## EXCERPTED PASSAGE

··········

YeonGyun Jung1, Byung Kwon Jung1, Chang Eon Park1, Jerald Conrad Ibal1, Sang-Jun Kim2, and Jae-Ho Shin1,*

1School of Applied Biosciences, College of Agriculture and Life Sciences, Kyungpook National University, Daegu 41566, Republic of Korea
2Department of Natural Sciences, Republic of Korea Naval Academy, Changwon 51704, Republic of Korea
Correspondence to: E-mail: jhshin@knu.ac.kr; Tel.: +82-53-950-5716; Fax: +82-53-953-7233
Received February 27, 2019; Revised April 9, 2019; Accepted April 10, 2019.
Abstract

The complete genomic information of Microbacterium aurum KACC 15219T (= IFO 15204T = DSM 8600T) is described. The genome of M. aurum KACC 15219T contains 3,096 protein coding genes and an average G+C content of 69.9% in its chromosome (3.42 Mbp). This strain can use various carbon sources for growth, including quinic acid. Quinic acid is used as a substrate for the synthesis of aromatic amino acids via the shikimate pathway which are useful in the industry. M. aurum KACC 15219T will provide basis to improve our understanding of this organism and allow more efficient application of the strain to industry.

Keywords : Microbacterium aurum, aromatic amino acids, quinic acid, shikimate pathway
Body

Microbacterium aurum strain KACC 15219T (= IFO 15204T = DSM 8600T) was isolated from corn steep liquor. A polyphasic taxonomic study revealed that M. aurum KACC 15219T could utilize 16 types of sole carbon substrates (Yokota et al., 1993). This strain has the potential to utilize quinic acid as a sole carbon source. Quinic acid is the substrate used to synthesize aromatic amino acids via the shikimate pathway (Guo et al., 2014). These aromatic amino acids are useful in food and pharmaceutical industries (Koma et al., 2012). Although many DNA sequences from the genus Microbacterium are available, genome sequencing of M. aurum KACC 15219T has not been conducted. We obtained the whole genome sequence and reported the complete genome of the strain.

··········

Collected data

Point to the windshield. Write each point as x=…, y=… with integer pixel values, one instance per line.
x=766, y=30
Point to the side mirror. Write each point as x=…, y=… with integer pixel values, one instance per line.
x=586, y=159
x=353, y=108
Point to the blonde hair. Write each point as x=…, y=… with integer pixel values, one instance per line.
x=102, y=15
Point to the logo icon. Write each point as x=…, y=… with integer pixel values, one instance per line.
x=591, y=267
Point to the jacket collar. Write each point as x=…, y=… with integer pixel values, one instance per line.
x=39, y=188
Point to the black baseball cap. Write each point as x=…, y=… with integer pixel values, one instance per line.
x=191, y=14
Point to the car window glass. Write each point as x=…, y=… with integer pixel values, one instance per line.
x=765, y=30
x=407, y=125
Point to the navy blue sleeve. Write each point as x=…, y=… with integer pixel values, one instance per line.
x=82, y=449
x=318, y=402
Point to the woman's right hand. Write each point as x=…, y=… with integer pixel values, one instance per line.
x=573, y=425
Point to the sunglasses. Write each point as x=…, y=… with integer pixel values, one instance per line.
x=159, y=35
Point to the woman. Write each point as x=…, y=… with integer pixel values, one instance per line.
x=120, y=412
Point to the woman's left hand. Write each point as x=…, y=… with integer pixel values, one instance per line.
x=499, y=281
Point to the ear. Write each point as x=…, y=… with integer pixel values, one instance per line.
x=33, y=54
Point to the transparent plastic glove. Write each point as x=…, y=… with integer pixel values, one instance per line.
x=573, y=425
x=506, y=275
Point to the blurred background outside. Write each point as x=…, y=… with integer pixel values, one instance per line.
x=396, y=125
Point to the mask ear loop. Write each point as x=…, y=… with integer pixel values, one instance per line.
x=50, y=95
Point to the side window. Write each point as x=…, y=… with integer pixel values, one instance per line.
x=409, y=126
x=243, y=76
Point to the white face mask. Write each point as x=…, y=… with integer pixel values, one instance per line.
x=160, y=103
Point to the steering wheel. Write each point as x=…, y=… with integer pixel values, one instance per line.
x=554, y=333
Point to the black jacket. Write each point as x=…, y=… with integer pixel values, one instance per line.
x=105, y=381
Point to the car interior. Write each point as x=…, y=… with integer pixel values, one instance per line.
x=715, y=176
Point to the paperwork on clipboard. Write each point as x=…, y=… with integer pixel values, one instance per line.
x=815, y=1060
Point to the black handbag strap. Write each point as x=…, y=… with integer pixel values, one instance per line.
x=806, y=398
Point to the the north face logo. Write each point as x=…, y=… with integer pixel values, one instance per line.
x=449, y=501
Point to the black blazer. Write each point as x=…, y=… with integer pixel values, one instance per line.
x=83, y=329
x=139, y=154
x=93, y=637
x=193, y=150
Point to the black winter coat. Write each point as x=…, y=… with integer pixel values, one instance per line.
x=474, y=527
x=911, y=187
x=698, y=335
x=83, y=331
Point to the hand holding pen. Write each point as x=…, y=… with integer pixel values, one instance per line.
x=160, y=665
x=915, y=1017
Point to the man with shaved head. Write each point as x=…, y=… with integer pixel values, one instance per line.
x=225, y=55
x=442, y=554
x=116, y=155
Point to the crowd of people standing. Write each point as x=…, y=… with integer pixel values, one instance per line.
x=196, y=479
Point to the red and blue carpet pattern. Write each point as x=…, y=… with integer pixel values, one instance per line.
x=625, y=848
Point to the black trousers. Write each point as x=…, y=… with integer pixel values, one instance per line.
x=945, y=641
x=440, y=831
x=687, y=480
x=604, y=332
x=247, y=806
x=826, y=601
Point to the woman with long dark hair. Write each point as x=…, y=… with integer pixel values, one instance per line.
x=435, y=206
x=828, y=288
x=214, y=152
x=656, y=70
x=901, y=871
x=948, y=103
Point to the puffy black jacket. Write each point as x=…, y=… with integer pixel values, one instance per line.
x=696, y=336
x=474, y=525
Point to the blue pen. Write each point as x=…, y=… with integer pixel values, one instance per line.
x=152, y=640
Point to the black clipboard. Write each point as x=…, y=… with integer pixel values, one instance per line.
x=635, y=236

··········

## TO DO
1. According to the passage on Microbacterium aurum, what was strain KACC 15219T isolated from?
2. Rewrite everything from "Keywords : Microbacterium" down to "of the strain." in the Microbacterium aurum passage, changing "corn steep liquor" to "fermented soybean paste".

## SOLUTIONS TO THE TASKS
1. Corn steep liquor.

2.
Keywords : Microbacterium aurum, aromatic amino acids, quinic acid, shikimate pathway
Body

Microbacterium aurum strain KACC 15219T (= IFO 15204T = DSM 8600T) was isolated from fermented soybean paste. A polyphasic taxonomic study revealed that M. aurum KACC 15219T could utilize 16 types of sole carbon substrates (Yokota et al., 1993). This strain has the potential to utilize quinic acid as a sole carbon source. Quinic acid is the substrate used to synthesize aromatic amino acids via the shikimate pathway (Guo et al., 2014). These aromatic amino acids are useful in food and pharmaceutical industries (Koma et al., 2012). Although many DNA sequences from the genus Microbacterium are available, genome sequencing of M. aurum KACC 15219T has not been conducted. We obtained the whole genome sequence and reported the complete genome of the strain.